-------- PASSAGE PROVIDED
I already have this capability. Identifying appropriate data sources to build up an effective model is challenging. I use the data from GTER(Ji-Tuo TianXia) platform as the primary data source, which are data collected expressly for research purposes to address a specific problem or hypothesis. This platform owns more than one million members, who are mostly prospective university students from Mainland China and volunteer to share their offer/admission information online.

Secondary data refer to data that was collected for other purposes and are being used secondarily to answer some of the research questions. I can use secondary data to test the model's effective performance and this data helps me to determine if my primary data is biased. Course 532 helps me to characterize each type of data through pattern extraction and similarity measures.

  1. how to understand and document data sets

I already have this capability. I store raw data once I have it as a backup. During any stage of data science, I script my analyses and record all intermediate results to make my model rerunnable and trackable. If the dataset is maintained in a version control system, I use a markdown file. I use the built-in database metadata features and software tools to create a data dictionary if the dataset is maintained as a database. Course 503 will provide me a systemic and comprehensive knowledge of data privacy, provenance, and accountability, which means, in the data science field, there are policies and regulations about how to understand datasets and to store (or document) them safely.

  1. how to write queries and scripts that acquire and assemble data

I look forward to strengthening this capability. I will make notes or scripts during coding and record all intermediate results, which makes it easier to identify questionable analysis when wrong. Course 511 will assist me to increase my skills to write queries and scripts. I will improve it with plenty of exercises and practices during the study.

  1. how to clean data sets and extract features

I already have this capability. During the data cleaning, we are losing some possible features, so we need feature extraction before starting cleaning the data. For example, in some cases, we need to pay attention to numerical characters because those characters, presenting in the reviews, can be useful. Besides that, we need to determine the number of uppercase words or sentences because when people are angry or frustrated, they usually express their emotions by writing in UPPERCASE. During cleaning, I make all text lower case, removing punctuation, stop words, emojis, URLs, and HTML tags, and correct spellings. Course 505 trained me a lot on how to clean and manipulate data in different methods.

Maxims, Questions, and Commitments

Question (I will always ask…)

Does what you're looking at make sense?

Which Project

Predicting university application approvals for Chinese international students

Meaning in Context

Can the proxies, such as GPA in high school, length of the personal essay, number of awards, and so on, represent the accurate admission rate? If not, which proxies I missed or calculate them wrong or put the incorrect weight to the proxy? I will collect data through the GTER website, a social platform for Chinese international students, sharing their university admission information, and IPEDS (American University data) data from Kaggle to find out top-50 American universities acceptance rates for Chinese international students, not including Taiwan and Hongkong. However, there is a bunch of irrelevant information from the social platform, which requires me a high-proficient skill of data manipulation. I believe that the question I will always ask makes me have a distinct understanding and way of collecting and cleaning data.

Importance

Is my data related to the project closely? Does my data explain or answer questions correctly? Is the data I have collected feasible or reasonable? All questions are about making sense of what I am looking at. When I collect data, I sometimes get lost in the ocean of datasets. This question reminds me to work around the project or hypothesis compactly and allows my data to have a strong connection with the model , which should be reproducible and others can reproduce the results of my study or model. Only the data related to the main point of the project closely can produce unbiased results.
----------------
-------- DATA SECTION
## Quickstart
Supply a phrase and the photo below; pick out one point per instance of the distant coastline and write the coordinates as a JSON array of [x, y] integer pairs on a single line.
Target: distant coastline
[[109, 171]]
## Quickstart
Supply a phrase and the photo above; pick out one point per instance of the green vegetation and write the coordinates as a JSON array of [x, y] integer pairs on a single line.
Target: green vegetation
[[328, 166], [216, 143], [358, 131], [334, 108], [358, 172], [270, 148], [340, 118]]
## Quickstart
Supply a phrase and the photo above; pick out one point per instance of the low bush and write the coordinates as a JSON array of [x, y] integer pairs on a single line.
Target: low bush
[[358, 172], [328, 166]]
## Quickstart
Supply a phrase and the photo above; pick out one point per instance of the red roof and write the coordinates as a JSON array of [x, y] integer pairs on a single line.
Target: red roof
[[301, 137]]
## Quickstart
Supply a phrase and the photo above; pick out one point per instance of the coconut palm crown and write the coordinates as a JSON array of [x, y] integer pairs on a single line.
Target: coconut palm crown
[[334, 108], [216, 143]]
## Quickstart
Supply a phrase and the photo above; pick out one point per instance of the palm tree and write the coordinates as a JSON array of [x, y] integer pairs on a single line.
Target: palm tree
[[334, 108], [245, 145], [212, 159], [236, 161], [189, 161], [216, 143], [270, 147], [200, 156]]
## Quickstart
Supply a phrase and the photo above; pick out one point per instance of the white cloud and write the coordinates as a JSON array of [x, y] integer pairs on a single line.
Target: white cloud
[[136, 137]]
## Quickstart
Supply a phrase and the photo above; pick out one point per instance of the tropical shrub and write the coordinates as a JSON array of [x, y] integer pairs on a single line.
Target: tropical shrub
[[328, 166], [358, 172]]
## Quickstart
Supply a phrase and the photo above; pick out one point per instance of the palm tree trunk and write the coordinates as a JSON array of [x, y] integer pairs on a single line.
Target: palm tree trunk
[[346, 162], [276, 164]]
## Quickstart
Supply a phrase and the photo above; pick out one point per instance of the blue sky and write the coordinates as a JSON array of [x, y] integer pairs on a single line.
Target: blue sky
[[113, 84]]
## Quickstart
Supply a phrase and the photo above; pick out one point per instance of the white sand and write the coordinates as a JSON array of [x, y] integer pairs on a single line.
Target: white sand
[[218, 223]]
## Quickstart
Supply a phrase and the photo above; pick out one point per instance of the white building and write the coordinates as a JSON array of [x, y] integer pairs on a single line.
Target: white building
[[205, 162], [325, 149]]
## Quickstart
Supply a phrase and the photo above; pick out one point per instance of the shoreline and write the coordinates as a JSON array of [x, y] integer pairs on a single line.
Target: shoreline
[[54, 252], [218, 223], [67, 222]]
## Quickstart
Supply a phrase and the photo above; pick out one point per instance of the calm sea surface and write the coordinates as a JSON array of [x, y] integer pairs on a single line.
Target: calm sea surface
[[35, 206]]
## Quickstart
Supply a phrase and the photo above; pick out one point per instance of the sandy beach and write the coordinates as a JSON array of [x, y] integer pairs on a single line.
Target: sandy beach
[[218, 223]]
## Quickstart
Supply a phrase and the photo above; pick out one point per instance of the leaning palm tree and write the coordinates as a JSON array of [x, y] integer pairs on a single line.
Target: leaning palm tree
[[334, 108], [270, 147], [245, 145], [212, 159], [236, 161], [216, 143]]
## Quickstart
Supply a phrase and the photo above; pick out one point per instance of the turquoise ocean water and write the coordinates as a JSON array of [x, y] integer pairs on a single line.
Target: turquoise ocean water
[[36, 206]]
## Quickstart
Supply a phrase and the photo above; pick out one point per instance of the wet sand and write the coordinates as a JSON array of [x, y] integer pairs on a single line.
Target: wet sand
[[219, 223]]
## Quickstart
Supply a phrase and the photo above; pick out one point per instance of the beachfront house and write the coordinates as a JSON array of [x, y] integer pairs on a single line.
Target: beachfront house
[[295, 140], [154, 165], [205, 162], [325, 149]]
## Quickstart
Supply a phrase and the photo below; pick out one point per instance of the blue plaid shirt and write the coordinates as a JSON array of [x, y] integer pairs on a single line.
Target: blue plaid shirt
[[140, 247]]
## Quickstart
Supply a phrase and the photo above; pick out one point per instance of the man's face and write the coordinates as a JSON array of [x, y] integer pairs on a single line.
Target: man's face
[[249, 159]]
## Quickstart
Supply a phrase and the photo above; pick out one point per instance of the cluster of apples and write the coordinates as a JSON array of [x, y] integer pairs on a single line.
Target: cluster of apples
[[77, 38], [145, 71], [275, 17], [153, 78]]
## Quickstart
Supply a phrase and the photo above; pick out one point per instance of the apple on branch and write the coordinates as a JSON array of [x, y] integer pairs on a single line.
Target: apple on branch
----------------
• TO DO: Write the next part of the text on building data science capabilities, continuing from its last sentence.

• EXPECTED OUTPUT:
Maxim (I will always say…)

Avoid manual data manipulation steps

Which Project

Predicting university application approvals for Chinese international students

Meaning in Context

The meaning is manifest to the project. While collecting data through online resources, I definitely have many irrelevant or unrepresented data. For example, people express their negative emotions by emotional words or sentences when they get a rejected admission letter. These words are unrelated to my project, which means I need to determine those emotional words and eliminate them. Moreover, it requires a mass workload , maybe even more than a whole week. It looks like it is easier to do it manually, but actually, it is harmful to the model and result.

Importance

When I started to study Python by myself last year, I mostly liked hard-coding when I was having trouble cleaning data. It just shows that I am not confident with my ability of Python coding and need more practice. Now, when I am facing the same trouble collecting and cleaning data again, I try to look for a way of coding to fix the problem instead of manipulating data manually which is meaningless and a waste of time. This maxim helps me to make my coding and model clear to read and understand, and also makes stakeholders or team members rerun them without mistakes and confusion.

Ethical commitment (I will always/never…)

I will never make hypotheses after getting outputs.

Which Project

Predicting university application approvals for Chinese international students

Meaning in Context

It is difficult and time-consuming when I collect and manipulate data, especially for doing research on the topic of a foreign country. I believe there are some preconceived notions about university admission. For example, Chinese students pursue language tests and standardized test scores blindly. It causes that even though most of them get their dream schools admission letter and have extraordinary test scores, they lack independent critical thinking and fear to speak publicly. Nevertheless, these are the features TOP universities regard as significant. If I make a hypothesis after getting outputs, I will be deceived by my prejudices and the prediction will definitely be incorrect and unreliable.

Importance

Never jump to the conclusion in one step. The model is not made for one time and it's made for the whole team or stakeholders to allow them to rerun and update the model all the time. I will create and train the model to stay true to the datasets and outputs. Despite the outputs that may reject my hypothesis, I should not self-deception and change the hypothesis. It also helps us to identify where a problematic result is wrong.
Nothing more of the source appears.